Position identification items
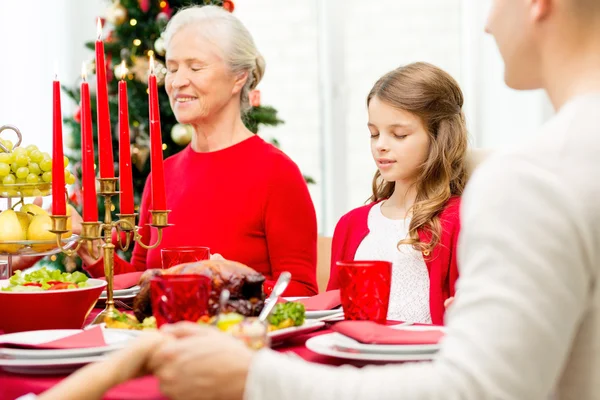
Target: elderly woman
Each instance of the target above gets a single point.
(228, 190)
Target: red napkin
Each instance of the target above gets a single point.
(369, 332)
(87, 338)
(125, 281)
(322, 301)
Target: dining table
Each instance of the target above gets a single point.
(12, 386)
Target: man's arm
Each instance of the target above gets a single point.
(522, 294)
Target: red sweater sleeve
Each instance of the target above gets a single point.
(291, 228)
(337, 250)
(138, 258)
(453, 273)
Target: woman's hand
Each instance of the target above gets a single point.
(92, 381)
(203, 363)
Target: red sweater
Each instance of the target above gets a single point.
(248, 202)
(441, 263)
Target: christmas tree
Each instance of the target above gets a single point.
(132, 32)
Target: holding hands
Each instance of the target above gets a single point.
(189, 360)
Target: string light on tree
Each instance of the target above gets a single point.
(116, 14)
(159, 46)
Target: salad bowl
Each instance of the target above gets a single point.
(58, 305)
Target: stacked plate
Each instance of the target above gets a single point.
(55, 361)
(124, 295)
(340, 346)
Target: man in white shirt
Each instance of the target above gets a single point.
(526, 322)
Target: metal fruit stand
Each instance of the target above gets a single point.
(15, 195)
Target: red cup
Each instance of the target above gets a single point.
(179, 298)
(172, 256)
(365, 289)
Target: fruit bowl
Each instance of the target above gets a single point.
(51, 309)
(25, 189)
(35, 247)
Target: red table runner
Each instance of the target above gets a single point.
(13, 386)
...
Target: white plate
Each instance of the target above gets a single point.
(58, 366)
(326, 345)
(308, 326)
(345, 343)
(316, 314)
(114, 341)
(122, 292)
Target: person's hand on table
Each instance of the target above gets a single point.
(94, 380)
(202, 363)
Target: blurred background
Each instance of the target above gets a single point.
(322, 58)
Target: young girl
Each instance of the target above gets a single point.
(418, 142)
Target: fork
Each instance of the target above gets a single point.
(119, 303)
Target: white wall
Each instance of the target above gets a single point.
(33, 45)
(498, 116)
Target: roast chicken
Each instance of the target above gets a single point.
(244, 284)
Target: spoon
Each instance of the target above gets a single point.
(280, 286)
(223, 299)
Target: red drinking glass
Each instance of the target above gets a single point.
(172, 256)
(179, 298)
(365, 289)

• Exercise task: Extract each line of the items above that contains the string "sweater".

• Result of this exercise:
Target: red sweater sleeve
Target: red sweater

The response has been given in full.